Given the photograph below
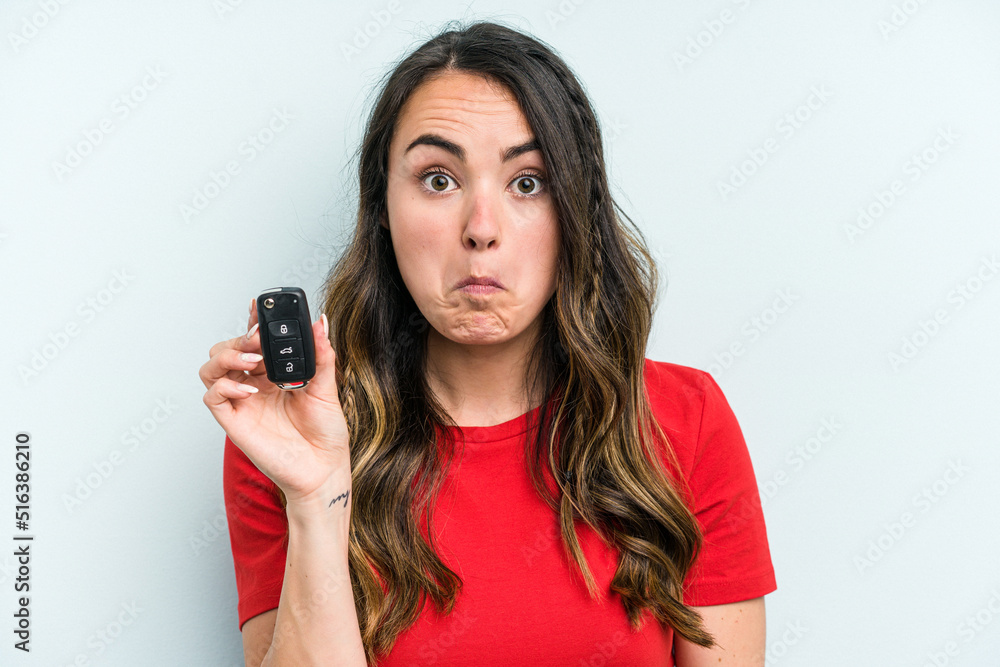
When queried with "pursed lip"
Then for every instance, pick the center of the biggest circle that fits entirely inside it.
(480, 280)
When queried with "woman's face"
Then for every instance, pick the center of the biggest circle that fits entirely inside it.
(468, 197)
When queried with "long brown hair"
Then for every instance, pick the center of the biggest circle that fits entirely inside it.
(590, 354)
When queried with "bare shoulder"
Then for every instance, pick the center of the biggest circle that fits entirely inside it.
(739, 631)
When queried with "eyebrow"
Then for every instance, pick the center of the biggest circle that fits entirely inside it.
(459, 152)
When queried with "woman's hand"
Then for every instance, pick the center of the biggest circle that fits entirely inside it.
(297, 438)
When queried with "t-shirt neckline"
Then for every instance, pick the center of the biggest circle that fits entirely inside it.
(498, 432)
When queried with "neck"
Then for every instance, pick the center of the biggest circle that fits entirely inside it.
(481, 385)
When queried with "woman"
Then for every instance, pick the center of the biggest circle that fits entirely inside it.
(488, 436)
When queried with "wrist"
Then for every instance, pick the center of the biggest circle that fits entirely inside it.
(332, 498)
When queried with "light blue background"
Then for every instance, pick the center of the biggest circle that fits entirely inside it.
(675, 129)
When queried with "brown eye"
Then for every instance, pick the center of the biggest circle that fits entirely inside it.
(526, 185)
(438, 182)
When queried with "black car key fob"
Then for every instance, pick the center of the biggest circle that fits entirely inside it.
(286, 338)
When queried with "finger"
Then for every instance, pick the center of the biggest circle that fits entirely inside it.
(229, 362)
(324, 383)
(252, 320)
(220, 396)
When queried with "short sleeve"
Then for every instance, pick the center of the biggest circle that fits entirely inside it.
(258, 530)
(734, 563)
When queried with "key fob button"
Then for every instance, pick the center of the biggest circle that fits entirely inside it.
(287, 369)
(286, 349)
(283, 329)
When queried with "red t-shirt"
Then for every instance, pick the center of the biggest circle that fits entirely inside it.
(523, 602)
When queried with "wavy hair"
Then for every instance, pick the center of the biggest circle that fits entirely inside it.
(594, 434)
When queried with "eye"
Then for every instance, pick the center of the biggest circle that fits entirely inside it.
(529, 184)
(435, 181)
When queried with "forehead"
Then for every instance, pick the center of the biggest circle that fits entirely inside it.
(462, 104)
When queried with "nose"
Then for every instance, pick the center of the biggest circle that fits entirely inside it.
(482, 227)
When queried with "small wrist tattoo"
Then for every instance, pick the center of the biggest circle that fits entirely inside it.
(343, 495)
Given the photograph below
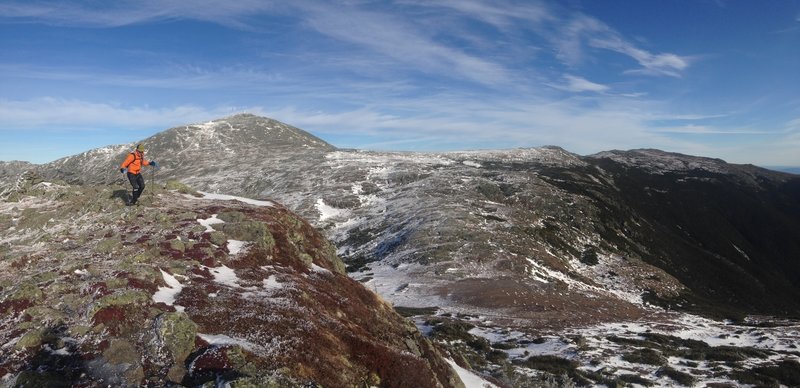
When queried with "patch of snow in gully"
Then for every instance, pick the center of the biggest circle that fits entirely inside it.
(168, 294)
(210, 221)
(224, 197)
(470, 379)
(235, 246)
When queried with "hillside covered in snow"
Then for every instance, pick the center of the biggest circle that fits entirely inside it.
(528, 265)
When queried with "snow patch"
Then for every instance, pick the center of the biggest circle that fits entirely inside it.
(271, 283)
(327, 212)
(210, 221)
(235, 246)
(225, 276)
(224, 340)
(224, 197)
(470, 379)
(167, 294)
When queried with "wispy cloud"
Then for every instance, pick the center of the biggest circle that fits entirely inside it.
(585, 31)
(577, 84)
(56, 113)
(124, 13)
(404, 42)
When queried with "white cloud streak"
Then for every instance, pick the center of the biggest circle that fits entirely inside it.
(587, 31)
(577, 84)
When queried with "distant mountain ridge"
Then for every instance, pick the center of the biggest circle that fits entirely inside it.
(426, 229)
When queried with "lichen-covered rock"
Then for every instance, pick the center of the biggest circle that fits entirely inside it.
(217, 238)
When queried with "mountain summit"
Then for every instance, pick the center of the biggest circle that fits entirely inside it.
(540, 240)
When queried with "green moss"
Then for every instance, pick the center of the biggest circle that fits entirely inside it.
(119, 299)
(177, 333)
(27, 290)
(645, 356)
(180, 187)
(252, 231)
(676, 375)
(32, 339)
(115, 283)
(217, 238)
(232, 216)
(177, 245)
(45, 277)
(79, 330)
(45, 314)
(121, 352)
(108, 245)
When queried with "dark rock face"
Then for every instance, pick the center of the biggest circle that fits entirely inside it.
(183, 290)
(731, 234)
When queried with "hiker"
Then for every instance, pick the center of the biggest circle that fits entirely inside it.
(133, 166)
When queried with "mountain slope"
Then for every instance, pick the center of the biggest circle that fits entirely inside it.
(190, 291)
(506, 233)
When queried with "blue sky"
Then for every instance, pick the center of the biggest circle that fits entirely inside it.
(703, 77)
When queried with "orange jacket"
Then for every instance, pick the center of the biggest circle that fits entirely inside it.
(134, 162)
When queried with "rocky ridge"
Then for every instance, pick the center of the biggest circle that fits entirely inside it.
(518, 260)
(191, 291)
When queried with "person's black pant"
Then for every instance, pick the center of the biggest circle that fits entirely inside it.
(137, 182)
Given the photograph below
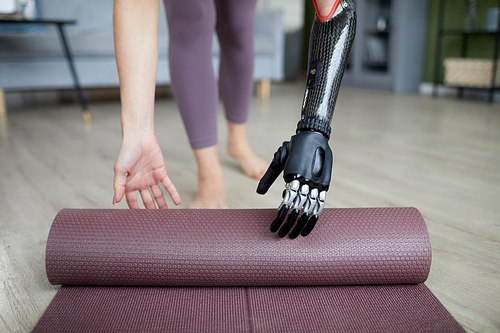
......
- WHAT NEEDS TO BE DONE:
Copy each line of the entries in which the string "hair" is found.

- TASK RESPONSE:
When queried with "long brown hair"
When queried with "wavy hair"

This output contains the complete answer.